= What you should do =
Summarize the text on the Le Feuvre surname in two sentences.

= Document text =
* Begin *

Feuvre is French for smith.

Early records

The name first appears in a Close Letter of 1229, which mentions Ricardus Faber of Faldouet, St Martin. In the Assize Roll of 1309 several Le Feuvres are mentioned.

Clement, Drouet, Guillaume, Jo, Johan, Philippe and Richard are found in the Jersey Chantry Certificate of 1550.

As most Jersey districts had their own smiths, the surname has long been widespread within the Island. Research conducted recently, within 16th century Island Court records, revealed Le Feuvre families in St Ouen, St Peter, St Martin and Grouville, all of which appear to have been quite separate families, unrelated one to another.

Furthermore, another line was added in Jersey by a former Guernsey Jurat, Michel Le Febvre, who had settled in Jersey on becoming Seigneur of a large part of the divided Vinchelez fiefs, in St Ouen, where there was already an indigenous Jersey Le Feuvre family, that of Millais. G.F.B. de Gruchy writes that he "became Seigneur..in or a little before 1382, probably in right of his wife, who was possibly the heiress of Jacquet Hascoul (qv: Hacquoil). His son Michel was a Jurat, 1405/1418, as was his son, or perhaps grandson, Michel, in 1448. After the death of the last of these...Michels, his three daughters divided his estates in 1479. Long litigation resulted..."

The descendants of this Guernsey family favoured the spelling Le Febvre. De Gruchy, in his manuscript notes on the subject of that family wrote: "Of a junior branch of this family was John Le Febvre, anglicised Le Fawer and Favour, Mayor of Southampton, 1514. Another junior branch, descended from the Lemprieres of St Jean la Hougue Boëte, acquired that fief in 1603 and it remained in the hands of their descendants in the female line until the middle of the 19th century."

* End *

= Extracted information =
* Begin *

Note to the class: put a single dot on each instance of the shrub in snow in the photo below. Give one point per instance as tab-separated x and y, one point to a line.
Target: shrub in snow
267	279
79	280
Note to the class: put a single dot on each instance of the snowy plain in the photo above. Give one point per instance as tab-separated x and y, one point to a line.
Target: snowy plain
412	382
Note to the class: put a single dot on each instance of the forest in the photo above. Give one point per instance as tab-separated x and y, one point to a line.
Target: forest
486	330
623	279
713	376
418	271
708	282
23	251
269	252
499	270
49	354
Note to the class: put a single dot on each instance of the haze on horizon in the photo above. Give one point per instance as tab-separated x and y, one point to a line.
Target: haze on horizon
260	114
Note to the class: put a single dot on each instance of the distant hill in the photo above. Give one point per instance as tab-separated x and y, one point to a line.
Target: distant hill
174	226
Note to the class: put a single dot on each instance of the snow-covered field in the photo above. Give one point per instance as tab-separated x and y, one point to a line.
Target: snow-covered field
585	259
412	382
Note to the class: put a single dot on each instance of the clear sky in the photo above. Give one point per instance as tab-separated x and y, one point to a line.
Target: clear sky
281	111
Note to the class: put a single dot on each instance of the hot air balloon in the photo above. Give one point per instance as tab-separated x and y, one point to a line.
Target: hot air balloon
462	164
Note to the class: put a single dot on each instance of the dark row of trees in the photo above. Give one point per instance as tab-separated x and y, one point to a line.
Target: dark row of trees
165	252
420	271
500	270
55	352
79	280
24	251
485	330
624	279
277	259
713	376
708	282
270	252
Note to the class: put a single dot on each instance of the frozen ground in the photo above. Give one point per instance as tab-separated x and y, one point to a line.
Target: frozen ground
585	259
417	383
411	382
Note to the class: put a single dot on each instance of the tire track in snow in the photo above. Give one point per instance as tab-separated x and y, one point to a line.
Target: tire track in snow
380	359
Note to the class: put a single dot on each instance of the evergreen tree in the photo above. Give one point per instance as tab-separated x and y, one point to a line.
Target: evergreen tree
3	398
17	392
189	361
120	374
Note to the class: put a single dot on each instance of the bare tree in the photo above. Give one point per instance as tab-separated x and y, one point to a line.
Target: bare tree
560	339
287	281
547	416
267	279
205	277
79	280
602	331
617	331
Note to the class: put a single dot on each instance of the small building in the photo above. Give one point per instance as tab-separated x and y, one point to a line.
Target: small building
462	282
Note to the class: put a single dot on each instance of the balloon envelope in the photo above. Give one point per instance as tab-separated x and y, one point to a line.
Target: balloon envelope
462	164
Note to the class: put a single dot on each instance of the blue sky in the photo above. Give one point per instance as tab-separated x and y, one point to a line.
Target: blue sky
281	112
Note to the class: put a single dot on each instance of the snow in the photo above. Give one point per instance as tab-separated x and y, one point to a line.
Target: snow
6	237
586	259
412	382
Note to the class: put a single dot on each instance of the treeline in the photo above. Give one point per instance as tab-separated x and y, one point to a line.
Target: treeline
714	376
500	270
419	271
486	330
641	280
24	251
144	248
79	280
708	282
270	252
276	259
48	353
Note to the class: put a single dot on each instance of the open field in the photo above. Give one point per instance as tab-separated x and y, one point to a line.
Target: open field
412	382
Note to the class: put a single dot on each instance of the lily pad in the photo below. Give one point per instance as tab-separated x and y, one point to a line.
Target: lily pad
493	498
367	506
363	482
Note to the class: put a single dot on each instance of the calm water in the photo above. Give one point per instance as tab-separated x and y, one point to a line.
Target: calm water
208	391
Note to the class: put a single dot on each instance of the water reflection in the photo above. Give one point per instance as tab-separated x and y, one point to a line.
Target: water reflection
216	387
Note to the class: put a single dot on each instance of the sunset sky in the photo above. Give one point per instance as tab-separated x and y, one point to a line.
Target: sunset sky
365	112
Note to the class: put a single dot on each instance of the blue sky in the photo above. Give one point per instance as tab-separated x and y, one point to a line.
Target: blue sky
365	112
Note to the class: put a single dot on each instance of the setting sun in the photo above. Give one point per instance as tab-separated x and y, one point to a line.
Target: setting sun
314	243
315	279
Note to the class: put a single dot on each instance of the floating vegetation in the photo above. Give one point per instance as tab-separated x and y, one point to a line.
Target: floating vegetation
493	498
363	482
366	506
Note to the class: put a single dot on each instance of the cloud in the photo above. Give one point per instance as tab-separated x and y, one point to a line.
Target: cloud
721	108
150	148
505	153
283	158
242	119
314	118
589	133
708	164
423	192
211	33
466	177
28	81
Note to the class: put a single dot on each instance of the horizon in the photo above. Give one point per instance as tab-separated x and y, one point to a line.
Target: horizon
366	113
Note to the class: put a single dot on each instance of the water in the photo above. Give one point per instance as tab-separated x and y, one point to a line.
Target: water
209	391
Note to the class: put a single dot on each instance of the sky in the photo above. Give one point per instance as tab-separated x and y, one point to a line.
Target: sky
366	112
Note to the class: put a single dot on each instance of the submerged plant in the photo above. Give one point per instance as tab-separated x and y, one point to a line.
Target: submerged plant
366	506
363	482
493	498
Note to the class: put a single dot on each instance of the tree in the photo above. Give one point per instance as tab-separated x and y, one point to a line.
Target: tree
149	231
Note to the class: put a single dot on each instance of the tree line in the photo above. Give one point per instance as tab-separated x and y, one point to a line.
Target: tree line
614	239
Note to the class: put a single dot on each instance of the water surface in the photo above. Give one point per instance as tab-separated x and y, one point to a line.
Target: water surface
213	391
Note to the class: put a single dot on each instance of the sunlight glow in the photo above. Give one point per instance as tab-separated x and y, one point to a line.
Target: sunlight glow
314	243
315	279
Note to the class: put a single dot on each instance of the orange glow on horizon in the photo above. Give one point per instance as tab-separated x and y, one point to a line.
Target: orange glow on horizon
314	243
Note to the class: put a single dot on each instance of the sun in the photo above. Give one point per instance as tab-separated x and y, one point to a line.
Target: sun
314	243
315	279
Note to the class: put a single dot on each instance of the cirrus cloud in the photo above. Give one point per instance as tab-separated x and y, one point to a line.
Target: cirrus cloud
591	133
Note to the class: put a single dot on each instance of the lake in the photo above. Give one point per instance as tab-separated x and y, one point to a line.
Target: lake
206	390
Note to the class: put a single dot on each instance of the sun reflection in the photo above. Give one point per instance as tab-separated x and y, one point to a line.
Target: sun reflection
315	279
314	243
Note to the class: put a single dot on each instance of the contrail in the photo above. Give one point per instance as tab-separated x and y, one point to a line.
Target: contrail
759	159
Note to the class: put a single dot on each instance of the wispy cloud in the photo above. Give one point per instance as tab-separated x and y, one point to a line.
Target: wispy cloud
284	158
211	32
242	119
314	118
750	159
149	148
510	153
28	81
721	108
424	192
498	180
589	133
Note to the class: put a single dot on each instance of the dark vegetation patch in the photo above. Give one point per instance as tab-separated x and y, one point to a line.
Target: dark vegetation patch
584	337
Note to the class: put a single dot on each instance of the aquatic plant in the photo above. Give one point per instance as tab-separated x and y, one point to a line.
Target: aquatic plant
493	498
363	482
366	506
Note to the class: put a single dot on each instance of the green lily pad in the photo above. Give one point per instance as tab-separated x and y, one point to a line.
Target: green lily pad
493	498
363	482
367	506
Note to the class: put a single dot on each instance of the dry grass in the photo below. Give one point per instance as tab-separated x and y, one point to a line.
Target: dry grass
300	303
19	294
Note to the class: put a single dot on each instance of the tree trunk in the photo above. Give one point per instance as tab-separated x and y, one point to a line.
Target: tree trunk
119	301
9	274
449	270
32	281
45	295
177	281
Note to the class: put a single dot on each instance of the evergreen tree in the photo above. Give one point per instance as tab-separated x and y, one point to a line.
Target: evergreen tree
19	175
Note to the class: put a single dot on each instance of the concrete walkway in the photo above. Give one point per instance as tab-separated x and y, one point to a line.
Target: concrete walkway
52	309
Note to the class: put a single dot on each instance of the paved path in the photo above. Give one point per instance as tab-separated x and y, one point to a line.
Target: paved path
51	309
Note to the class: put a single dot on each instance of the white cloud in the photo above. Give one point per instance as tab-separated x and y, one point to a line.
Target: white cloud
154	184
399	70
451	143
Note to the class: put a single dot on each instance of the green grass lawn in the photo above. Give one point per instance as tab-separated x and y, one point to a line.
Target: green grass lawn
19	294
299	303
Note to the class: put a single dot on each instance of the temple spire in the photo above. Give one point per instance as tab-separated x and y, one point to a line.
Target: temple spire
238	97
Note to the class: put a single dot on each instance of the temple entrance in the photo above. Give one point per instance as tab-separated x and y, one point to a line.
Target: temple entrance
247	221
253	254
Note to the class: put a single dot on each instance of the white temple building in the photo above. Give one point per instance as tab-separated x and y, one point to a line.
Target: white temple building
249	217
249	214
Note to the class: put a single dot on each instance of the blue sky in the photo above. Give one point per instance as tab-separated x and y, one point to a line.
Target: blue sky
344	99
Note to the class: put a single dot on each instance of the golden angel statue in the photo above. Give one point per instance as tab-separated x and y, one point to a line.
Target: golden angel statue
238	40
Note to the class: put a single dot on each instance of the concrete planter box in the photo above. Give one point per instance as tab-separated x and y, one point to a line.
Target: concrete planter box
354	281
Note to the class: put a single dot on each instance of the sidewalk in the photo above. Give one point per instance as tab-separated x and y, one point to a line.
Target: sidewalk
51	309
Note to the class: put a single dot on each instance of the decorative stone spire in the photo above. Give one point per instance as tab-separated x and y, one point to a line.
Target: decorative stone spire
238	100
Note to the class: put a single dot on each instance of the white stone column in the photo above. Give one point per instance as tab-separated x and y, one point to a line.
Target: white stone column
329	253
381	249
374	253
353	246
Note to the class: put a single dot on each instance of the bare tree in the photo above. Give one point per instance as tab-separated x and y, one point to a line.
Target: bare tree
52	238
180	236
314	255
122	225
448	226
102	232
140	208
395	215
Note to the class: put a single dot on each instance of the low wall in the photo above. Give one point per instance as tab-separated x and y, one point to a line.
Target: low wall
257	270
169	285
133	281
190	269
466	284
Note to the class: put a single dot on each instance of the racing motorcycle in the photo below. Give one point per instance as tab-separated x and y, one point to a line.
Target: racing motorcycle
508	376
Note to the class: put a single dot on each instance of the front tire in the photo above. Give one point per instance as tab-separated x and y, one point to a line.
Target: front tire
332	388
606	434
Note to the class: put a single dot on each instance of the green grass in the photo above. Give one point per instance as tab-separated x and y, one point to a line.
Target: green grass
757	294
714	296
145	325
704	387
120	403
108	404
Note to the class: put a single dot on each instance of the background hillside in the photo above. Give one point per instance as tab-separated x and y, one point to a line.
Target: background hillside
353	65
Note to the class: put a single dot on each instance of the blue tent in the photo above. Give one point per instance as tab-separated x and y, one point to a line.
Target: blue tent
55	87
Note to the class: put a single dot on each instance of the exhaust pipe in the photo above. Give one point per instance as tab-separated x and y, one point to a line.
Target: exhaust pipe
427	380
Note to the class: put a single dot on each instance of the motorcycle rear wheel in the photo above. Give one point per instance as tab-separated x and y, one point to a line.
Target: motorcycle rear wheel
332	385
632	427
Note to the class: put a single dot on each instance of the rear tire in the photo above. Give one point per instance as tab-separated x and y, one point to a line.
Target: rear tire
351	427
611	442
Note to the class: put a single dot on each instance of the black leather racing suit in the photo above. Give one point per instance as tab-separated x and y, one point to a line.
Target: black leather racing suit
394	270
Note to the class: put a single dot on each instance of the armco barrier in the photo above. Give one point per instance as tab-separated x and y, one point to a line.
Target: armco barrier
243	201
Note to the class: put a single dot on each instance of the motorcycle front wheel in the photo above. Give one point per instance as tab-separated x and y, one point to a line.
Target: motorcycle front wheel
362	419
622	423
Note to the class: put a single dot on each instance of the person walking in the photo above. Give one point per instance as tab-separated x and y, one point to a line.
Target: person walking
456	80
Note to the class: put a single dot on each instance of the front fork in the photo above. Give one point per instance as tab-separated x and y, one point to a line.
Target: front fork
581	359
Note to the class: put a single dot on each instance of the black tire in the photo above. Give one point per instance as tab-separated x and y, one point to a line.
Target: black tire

* End *

= Problem solution =
The surname Le Feuvre, from the French word for smith, first appears in a Close Letter of 1229 and has long been widespread in Jersey. Sixteenth-century court records show apparently unrelated families in St Ouen, St Peter, St Martin and Grouville, and another line was added by Michel Le Febvre, a former Guernsey Jurat who became Seigneur of part of the Vinchelez fiefs in St Ouen and whose descendants favored the spelling Le Febvre.